[INFORMATION SUPPLIED]:
**********
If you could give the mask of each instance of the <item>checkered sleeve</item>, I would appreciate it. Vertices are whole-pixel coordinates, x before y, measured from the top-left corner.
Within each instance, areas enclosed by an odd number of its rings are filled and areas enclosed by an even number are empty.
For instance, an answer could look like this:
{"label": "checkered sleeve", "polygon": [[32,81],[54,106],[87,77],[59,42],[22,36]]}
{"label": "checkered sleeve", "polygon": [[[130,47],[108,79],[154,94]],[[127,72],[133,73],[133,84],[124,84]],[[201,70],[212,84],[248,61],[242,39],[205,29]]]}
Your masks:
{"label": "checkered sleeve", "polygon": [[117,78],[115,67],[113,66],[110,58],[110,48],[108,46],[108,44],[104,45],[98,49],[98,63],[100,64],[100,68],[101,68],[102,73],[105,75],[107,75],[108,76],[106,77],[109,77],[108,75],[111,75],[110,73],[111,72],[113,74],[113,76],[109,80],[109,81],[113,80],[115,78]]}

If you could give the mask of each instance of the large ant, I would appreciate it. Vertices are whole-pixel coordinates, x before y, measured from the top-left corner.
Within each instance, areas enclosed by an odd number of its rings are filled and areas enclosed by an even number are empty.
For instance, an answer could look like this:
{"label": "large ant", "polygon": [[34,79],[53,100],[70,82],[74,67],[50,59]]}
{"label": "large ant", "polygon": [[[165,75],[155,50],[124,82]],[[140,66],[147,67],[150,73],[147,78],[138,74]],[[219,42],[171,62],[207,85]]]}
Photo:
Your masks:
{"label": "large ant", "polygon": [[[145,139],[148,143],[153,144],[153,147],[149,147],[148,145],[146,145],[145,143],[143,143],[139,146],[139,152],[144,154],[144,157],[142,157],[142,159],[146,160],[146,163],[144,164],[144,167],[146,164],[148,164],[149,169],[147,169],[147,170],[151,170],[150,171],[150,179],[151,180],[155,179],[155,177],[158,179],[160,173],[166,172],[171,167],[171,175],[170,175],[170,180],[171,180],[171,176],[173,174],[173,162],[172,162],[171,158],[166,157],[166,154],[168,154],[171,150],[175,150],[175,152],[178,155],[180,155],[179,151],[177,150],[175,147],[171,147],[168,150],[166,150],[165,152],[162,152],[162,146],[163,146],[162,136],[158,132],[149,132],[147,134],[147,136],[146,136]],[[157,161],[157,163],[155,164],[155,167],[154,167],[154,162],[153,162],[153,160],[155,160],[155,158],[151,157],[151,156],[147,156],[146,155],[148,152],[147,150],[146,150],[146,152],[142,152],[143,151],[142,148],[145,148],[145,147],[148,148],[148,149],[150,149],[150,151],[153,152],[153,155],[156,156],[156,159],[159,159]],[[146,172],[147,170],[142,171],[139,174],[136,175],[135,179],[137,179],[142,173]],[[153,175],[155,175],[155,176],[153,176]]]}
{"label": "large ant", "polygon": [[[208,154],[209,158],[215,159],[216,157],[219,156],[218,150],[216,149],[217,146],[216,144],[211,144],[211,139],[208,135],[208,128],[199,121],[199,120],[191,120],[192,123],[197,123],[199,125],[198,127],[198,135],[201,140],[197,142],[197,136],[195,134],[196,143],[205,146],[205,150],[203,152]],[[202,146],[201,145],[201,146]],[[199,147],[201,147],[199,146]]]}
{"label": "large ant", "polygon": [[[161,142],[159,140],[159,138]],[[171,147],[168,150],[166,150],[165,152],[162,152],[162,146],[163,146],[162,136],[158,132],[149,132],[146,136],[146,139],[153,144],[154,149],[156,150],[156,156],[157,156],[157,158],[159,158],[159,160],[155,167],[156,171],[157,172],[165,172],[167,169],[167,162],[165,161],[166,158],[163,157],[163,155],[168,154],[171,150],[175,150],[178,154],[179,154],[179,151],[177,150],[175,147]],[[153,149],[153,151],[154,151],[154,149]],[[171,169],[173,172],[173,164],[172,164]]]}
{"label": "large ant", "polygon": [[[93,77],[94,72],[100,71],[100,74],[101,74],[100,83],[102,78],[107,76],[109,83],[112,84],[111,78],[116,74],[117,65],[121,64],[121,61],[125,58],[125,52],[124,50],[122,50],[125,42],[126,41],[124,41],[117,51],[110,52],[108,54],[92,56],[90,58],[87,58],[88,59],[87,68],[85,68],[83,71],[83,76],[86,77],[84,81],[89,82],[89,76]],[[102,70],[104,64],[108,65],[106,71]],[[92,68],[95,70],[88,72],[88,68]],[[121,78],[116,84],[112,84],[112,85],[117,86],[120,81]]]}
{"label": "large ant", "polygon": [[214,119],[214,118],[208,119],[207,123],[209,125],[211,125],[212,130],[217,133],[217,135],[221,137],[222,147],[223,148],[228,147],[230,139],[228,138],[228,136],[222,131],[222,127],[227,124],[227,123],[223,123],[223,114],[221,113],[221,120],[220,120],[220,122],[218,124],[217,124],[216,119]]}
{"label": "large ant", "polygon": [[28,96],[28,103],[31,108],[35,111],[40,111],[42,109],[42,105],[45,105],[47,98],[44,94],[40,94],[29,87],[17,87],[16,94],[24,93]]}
**********
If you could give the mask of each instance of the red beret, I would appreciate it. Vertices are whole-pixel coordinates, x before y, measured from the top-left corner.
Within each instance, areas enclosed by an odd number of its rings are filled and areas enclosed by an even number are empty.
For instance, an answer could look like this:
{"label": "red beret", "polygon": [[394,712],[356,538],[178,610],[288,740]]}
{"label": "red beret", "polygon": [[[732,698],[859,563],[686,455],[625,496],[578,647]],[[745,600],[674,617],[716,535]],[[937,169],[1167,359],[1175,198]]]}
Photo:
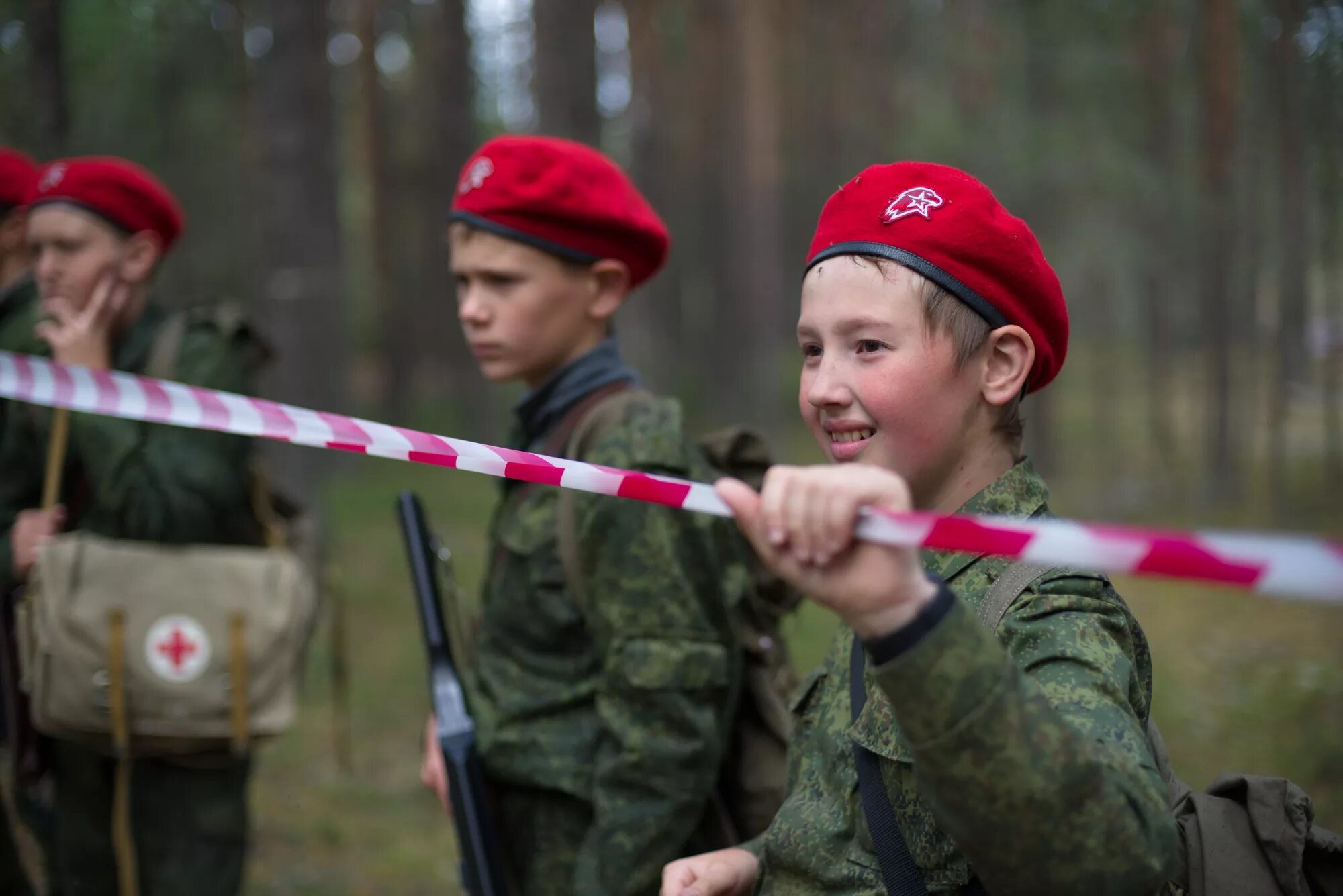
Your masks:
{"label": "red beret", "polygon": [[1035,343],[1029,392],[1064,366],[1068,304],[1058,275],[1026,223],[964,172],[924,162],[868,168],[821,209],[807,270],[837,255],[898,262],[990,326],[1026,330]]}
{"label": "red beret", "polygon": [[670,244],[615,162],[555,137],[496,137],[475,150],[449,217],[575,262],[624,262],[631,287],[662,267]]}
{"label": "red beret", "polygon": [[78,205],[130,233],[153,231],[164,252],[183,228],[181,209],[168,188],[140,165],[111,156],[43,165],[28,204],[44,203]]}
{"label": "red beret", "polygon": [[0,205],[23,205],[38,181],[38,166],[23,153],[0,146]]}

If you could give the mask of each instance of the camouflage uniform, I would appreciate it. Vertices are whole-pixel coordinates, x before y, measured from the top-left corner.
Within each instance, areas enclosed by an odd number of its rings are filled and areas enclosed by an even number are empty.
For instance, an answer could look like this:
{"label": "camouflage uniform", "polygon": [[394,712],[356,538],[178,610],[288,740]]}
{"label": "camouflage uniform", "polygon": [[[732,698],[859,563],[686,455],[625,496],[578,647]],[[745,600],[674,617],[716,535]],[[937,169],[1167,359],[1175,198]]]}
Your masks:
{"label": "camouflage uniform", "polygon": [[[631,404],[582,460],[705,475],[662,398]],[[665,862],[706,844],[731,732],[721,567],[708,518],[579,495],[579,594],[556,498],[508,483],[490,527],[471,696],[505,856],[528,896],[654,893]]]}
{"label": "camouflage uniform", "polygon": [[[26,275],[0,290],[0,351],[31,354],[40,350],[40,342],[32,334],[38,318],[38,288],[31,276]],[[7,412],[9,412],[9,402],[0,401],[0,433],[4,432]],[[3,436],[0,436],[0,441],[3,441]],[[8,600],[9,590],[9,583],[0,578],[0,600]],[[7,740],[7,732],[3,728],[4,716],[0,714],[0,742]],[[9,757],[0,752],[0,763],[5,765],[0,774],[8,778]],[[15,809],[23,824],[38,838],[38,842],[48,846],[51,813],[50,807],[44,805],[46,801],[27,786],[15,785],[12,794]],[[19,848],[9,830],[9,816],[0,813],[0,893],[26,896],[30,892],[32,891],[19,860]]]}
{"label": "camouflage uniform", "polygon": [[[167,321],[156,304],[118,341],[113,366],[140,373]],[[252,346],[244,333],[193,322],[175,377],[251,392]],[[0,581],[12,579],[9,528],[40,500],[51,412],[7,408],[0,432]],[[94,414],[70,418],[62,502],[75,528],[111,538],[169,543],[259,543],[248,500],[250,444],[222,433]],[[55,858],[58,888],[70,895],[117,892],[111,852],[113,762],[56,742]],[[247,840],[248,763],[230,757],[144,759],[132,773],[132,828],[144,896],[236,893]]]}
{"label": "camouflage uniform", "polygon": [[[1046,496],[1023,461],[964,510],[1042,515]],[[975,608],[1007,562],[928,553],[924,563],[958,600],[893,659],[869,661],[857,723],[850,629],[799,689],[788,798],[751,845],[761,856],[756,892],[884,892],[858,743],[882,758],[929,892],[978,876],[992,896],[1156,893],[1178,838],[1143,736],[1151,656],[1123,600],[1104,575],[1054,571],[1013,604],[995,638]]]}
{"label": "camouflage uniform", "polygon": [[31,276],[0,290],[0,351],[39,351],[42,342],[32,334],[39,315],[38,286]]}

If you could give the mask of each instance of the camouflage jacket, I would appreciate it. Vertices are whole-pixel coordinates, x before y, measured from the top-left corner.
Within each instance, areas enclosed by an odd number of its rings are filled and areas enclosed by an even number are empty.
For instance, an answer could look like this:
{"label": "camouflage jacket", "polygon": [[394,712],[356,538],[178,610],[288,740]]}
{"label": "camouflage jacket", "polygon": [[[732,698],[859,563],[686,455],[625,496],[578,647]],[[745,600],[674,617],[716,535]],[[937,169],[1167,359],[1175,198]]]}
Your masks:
**********
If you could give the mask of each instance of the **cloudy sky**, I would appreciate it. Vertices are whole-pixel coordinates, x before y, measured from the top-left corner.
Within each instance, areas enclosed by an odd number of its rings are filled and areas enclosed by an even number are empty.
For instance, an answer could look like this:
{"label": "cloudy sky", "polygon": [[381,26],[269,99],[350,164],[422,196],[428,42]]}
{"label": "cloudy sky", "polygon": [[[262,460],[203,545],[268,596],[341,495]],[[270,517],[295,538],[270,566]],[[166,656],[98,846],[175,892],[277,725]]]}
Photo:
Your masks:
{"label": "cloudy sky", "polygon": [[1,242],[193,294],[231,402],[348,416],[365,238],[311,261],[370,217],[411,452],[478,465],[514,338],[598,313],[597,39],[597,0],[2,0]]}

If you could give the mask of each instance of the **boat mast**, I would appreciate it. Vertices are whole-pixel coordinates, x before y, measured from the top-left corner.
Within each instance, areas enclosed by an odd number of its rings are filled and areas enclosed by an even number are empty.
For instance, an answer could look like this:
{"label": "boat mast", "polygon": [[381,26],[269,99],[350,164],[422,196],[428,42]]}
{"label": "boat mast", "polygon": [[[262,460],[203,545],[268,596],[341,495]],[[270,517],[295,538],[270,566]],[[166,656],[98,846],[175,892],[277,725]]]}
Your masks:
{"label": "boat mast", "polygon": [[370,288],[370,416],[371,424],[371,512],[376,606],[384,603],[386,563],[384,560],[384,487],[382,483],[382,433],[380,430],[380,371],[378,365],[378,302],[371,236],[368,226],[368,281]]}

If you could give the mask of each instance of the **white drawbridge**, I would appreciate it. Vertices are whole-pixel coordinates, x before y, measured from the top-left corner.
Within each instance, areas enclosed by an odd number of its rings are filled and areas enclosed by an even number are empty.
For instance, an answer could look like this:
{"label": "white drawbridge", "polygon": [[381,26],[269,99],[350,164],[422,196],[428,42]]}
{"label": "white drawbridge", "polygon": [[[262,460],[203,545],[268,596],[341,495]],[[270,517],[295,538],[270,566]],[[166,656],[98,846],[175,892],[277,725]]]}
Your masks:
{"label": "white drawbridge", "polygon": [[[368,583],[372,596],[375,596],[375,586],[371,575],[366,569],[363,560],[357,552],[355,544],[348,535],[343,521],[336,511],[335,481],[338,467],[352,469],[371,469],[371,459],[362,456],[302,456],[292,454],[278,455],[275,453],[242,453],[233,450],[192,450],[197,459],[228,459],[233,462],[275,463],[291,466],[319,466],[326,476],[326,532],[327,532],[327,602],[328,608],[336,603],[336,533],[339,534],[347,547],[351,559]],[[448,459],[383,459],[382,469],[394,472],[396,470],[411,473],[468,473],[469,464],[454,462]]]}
**********
[EXERCISE BRIEF]: Gather every line of the records above that contains the word "jacket". Case matters.

[FINISHED ANSWER]:
If you could give the mask of each instance of the camouflage jacket, I would appreciate it. Vertices are whole-pixel coordinates, x before y, measured from the top-left corner.
{"label": "camouflage jacket", "polygon": [[394,712],[356,538],[178,610],[288,740]]}
{"label": "camouflage jacket", "polygon": [[[732,698],[859,563],[686,455],[625,496],[578,647]],[[745,600],[674,617],[716,535]],[[937,169],[1167,359],[1175,198]]]}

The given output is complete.